- **Extract to read**:
○ ○ ○ ○ ○ ○ ○
A flood of drought news can reduce water use

Drought-stricken California conserved more when media coverage spiked.

 

You’re probably familiar with the recent 5-year drought in California. That’s likely due in part to the intense media attention it attracted. At the peak of the coverage, there were nearly 30 times more drought-focused newspaper stories written per month than during an earlier Golden State drought that lasted from 2007 to 2009.

During the latest drought, even before California Gov. Jerry Brown mandated a 25 percent reduction in urban water use statewide in 2015, residents of the San Francisco Bay Area were consuming less water than they had a few years earlier. “The question was, what was driving them to reduce their water use?” asked Nicole Sandkulla, the CEO and general manager of the Bay Area Water Supply and Conservation Agency, a consortium of 26 cities and water districts.

New research suggests that newspapers were, in fact, part of the answer. Media attention — and the public awareness and engagement that follows — is one way to get people to use less water.

California’s recent 5-year drought lowered reservoirs across the state, including Don Pedro Lake, about 100 miles east of the San Francisco Bay Area.

Researchers suspected that spikes in media coverage could be driving the drops in water consumption Sandkulla and others were seeing. To find out, Kimberly Quesnel and Newsha Ajami of Stanford University studied a decade’s worth of water use data, from 2005 to 2015, from 20 of the water agencies that belong to the Bay Area Water Supply and Conservation Agency. (The agency helped fund the study.)

The scientists also counted the number of articles related to drought that nine national and regional newspapers ran during the same period. There was less drought-centered coverage during the earlier drought, perhaps as a result of news coverage focused on the economic recession and the 2008 presidential election. The more recent dry spell, however, captured statewide and even national attention: The number of drought-focused articles published every month rose precipitously starting in 2014. “Drought in California was interesting, and it was the news of the day,” says Ajami, the director of urban water policy at Stanford’s Water in the West program.
○ ○ ○ ○ ○ ○ ○
- **Data segment**:

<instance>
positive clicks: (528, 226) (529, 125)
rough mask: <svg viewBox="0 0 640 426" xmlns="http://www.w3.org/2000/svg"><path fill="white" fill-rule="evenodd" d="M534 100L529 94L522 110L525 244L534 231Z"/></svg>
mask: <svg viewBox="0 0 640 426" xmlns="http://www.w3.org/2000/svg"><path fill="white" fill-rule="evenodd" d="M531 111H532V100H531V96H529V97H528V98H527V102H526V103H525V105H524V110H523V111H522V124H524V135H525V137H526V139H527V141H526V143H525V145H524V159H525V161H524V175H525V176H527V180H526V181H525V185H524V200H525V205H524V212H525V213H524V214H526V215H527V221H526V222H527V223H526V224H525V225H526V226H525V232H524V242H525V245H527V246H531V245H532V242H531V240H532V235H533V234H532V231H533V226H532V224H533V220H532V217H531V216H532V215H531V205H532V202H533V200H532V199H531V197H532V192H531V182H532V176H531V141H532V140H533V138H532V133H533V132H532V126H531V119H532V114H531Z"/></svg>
○ ○ ○ ○ ○ ○ ○
- **Required tasks**:
[a] Write out the stretch of the drought news article from "Drought-stricken California conserved" through "2007 to 2009.".
[b] Answer these questions from the drought news article.
(i) How many cities and water districts make up the Bay Area Water Supply and Conservation Agency?
(ii) What span of years did the water use data studied by the researchers cover?
(iii) Where is Don Pedro Lake in relation to the San Francisco Bay Area?
The listing comes from a different source than the drought article.

- **List of solutions**:
[a]
Drought-stricken California conserved more when media coverage spiked.

 

You’re probably familiar with the recent 5-year drought in California. That’s likely due in part to the intense media attention it attracted. At the peak of the coverage, there were nearly 30 times more drought-focused newspaper stories written per month than during an earlier Golden State drought that lasted from 2007 to 2009.

[b]
(i) 26
(ii) 2005 to 2015
(iii) About 100 miles east of it